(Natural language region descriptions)
· · · ·

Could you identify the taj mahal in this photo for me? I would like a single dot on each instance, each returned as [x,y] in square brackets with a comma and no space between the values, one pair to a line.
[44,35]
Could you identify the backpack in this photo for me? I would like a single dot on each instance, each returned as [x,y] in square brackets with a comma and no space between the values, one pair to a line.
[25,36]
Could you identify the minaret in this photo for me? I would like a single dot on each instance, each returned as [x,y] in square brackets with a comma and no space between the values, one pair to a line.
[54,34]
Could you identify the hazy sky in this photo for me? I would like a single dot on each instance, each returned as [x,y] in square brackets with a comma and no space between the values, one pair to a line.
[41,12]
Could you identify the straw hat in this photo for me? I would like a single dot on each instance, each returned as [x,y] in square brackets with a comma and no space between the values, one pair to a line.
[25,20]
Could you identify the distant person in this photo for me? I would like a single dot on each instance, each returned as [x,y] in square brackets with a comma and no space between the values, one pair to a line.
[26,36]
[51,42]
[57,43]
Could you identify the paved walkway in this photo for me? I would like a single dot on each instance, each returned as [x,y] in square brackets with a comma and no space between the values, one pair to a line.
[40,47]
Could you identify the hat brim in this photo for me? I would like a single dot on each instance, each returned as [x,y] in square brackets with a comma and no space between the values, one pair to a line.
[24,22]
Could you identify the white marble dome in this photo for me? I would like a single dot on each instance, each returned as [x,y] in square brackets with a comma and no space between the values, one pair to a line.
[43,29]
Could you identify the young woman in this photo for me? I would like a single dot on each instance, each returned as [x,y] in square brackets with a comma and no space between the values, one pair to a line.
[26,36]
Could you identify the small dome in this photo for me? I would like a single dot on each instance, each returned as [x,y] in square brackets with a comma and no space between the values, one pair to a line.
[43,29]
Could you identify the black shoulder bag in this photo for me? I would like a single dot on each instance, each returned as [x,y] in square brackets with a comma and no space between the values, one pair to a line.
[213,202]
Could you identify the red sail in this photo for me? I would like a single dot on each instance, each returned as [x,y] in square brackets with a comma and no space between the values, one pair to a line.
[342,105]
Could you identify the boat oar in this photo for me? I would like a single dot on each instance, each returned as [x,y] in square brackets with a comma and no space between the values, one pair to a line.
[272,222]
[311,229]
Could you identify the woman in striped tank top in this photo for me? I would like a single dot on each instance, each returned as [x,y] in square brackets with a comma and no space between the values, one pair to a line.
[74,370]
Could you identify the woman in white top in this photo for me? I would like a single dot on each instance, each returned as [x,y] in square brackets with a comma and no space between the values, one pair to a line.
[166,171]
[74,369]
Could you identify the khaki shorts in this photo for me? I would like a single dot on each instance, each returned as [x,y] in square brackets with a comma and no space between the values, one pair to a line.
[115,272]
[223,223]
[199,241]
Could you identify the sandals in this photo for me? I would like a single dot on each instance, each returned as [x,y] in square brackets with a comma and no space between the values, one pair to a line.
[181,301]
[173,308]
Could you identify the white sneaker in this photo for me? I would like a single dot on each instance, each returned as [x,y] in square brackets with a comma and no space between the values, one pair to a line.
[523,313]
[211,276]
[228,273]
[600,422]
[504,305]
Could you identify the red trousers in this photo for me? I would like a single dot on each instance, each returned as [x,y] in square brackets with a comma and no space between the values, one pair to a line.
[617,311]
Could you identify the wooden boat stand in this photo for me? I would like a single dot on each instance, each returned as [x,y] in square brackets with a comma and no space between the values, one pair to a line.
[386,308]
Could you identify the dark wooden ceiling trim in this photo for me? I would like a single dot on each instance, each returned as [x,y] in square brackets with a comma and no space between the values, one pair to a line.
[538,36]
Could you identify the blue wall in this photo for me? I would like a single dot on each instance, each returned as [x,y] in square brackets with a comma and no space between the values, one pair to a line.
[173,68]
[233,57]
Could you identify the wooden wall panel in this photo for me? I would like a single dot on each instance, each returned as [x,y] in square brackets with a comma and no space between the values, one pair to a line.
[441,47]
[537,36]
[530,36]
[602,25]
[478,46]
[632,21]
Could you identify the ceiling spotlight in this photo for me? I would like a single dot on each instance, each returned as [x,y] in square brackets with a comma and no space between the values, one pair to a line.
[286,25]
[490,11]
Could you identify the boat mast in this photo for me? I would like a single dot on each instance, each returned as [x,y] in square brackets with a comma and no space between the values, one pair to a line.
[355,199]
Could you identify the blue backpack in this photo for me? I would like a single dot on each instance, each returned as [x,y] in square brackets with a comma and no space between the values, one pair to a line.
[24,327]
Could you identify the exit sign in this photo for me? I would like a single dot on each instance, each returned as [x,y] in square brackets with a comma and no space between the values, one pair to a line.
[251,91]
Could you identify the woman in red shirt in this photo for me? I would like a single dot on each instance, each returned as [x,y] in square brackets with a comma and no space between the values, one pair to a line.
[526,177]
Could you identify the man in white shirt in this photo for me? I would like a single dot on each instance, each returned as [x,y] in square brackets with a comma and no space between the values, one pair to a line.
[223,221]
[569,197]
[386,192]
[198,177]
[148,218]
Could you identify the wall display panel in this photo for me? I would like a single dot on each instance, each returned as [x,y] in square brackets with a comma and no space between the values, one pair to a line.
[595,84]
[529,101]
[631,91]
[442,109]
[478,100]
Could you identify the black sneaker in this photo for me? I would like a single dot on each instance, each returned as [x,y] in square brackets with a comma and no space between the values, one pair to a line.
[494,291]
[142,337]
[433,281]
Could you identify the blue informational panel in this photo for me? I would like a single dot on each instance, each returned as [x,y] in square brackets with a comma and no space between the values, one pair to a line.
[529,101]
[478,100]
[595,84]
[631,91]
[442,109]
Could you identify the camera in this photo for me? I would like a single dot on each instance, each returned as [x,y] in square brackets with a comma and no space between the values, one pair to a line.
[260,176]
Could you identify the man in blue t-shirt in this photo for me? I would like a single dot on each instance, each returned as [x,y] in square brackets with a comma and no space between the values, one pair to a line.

· · · ·

Every entry above needs to be written out again exactly.

Could you identify the taj mahal in this photo for me? I would like a single dot on each instance, each returned as [x,y] in square brackets with a comma and no space between the values, one pair to a line.
[44,35]
Could you identify the backpack in this photo for me? I would like a single dot on each instance, each returned as [x,y] in square brackets with a comma and no space between the values, one pair to a line.
[25,36]
Could you identify the minaret in this photo for me? I would like a single dot on each instance, each returned as [x,y] in square brackets with a comma and no space between the values, one pair to a line.
[54,34]
Could you identify the hazy sky in this photo for me? I would like a single dot on each instance, each returned as [x,y] in square brackets with a comma and no space between the values, one pair to a line.
[41,12]
Could you identify the straw hat in this photo for me? I would like a single dot on each instance, each returned as [x,y] in square brackets with a comma and no space between the values, one pair to a line.
[25,20]
Could you identify the distant person in this photo for me? I would like a single dot on each instance, each returned as [x,y] in square brackets with a comma and no space between the values, one pair to a line.
[26,36]
[51,42]
[57,43]
Could you identify the paved walkway in this photo for me? I would like a single dot on each instance, each returned as [x,y] in square brackets with a comma and no space between the values, one pair to a line.
[40,47]
Could you identify the hat brim in this photo for me? I would like a single dot on each instance, each returned as [x,y] in square brackets with a comma and no space between the values, one pair to a line.
[24,22]
Could you identify the white marble dome in this photo for me? I would like a single dot on each instance, each returned as [x,y] in square brackets with a comma and no space between the values, one pair to a line.
[43,29]
Could you identify the young woman in this photo for me? I would like a single dot on each instance, each returned as [x,y] in square brackets with a comma and no space between the values, one pair to a line.
[26,36]
Could you identify the small dome in this photo for me? I would like a single dot on each instance, each returned as [x,y] in square brackets with a comma and no space between the values, one pair to a line.
[43,29]
Could you identify the black shoulder bag in this photo for me? I would like a single dot on each instance, each returned as [x,y] in square brackets with a comma and no space between the values, one pair to a line.
[213,202]
Could you identify the red sail in this photo for me? I would like a single dot on each instance, each returned as [x,y] in square brackets with a comma and no space between the values, one pair to a line.
[342,105]
Could you identify the boat oar in this photo for me? I would like a single dot on each instance, each returned as [x,y] in square brackets with a comma and no space between the values, one pair to a line.
[272,222]
[311,229]
Could you identify the woman in striped tank top in this photo for me? I would like a single dot on each instance, each returned as [x,y] in square brackets with a comma and no space between the values, one pair to a line.
[74,370]
Could you identify the woman in white top in this photo for me? I would like a single dot on each instance, each returned as [x,y] in square brackets with a comma and no space between the values, one pair to a line.
[166,171]
[74,369]
Could you identify the khaki shorts in this photo for me? I would like a single dot on each instance, each returned as [x,y] in square brackets with a comma and no space between the values, one pair to a line.
[115,272]
[223,223]
[199,241]
Could you identify the sandals in this photo for me? I would like a single dot on each instance, each returned as [x,y] in square brackets with a comma and no space between the values, one pair to a line.
[181,301]
[173,308]
Could you identify the white sneaker in this photo for me? I would like a single dot on each instance, each returned as [x,y] in square brackets with a comma and no space between the values, one pair to a line.
[523,313]
[211,276]
[228,273]
[600,422]
[504,305]
Could you identify the red trousers in this photo for me? I would like a single dot on each instance, each returned as [x,y] in square brackets with a comma and no space between the values, one pair to a line.
[617,311]
Could you identify the wooden boat stand in this photo for me? I would like a single dot on each instance, each returned as [x,y] in square brackets with a comma and no space between the values, one pair to a line.
[386,308]
Could you identify the dark wooden ceiling trim in this photo for me? I would like a single dot on each instance, each returned as [x,y] in square brackets with a comma and no space between the values, one pair to a line.
[538,36]
Could you identify the blue wall in this photo for me? I would like a single dot on each instance, each returned as [x,y] in square brackets with a comma and no space between the values, one pair to a line.
[173,68]
[233,57]
Could you identify the wooden wall panel in this photo for me? I would like a single dot on each instance, each returned as [x,y] in square brackets with a comma and no space between the values, one pair to a line.
[441,47]
[537,36]
[530,36]
[602,25]
[478,46]
[632,21]
Could you identify the ceiling spotlight in this photo for me? I would like a single dot on each instance, each returned as [x,y] in square brackets with a comma and no space between the values, one pair to a line.
[286,25]
[490,11]
Could you identify the boat mast in this photo for me? I would like a single dot on each instance, each returned as [x,y] in square brackets with a comma and no space between the values, one pair to a line.
[355,199]
Could you identify the blue backpack in this photo for me? I would like a single dot on each instance, each returned as [x,y] in square brackets with a comma and no space between the values, one pair to a line.
[24,327]
Could you identify the exit sign in this photo for me? I would like a single dot on each instance, each returned as [x,y] in square brackets with a comma and no space between the values, one pair to a line.
[251,91]
Could you identify the woman in red shirt in this photo for me? I would like a single dot on each instance, each returned as [x,y] in square brackets with a comma and no space between the values, one pair to a line.
[526,177]
Could you identify the man in white shirt in this photo for me? I would like a single dot on each instance, each returned as [x,y] in square brackets with a comma and no space between the values, one pair to a line.
[223,221]
[569,197]
[386,192]
[198,177]
[148,218]
Could you identify the wall display panel in this photo for me? I would like a single dot on each instance, each returned as [x,y] in square brackets with a comma and no space between the values, one pair to a line.
[595,84]
[529,101]
[631,91]
[442,109]
[478,100]
Could you identify the black sneaker in this photo for me? I would like a single dot on each instance, each returned as [x,y] in square brackets with a comma and no space between the values, one pair to a line.
[494,291]
[142,337]
[433,281]
Could you identify the blue informational panel in this photo for me? I would like a single dot on each instance, each returned as [x,y] in square brackets with a comma and no space between the values, one pair to a line.
[529,101]
[478,100]
[595,84]
[631,91]
[442,109]
Could you identify the camera in this photo for me? I would like a single dot on each instance, each returned as [x,y] in square brackets with a comma and no space between the values, one pair to a line.
[260,176]
Could you identify the man in blue t-shirt in this photo for me? I would like a single dot on each instance, each returned as [x,y] in square brackets with a comma and no space between the values, one pair to a line.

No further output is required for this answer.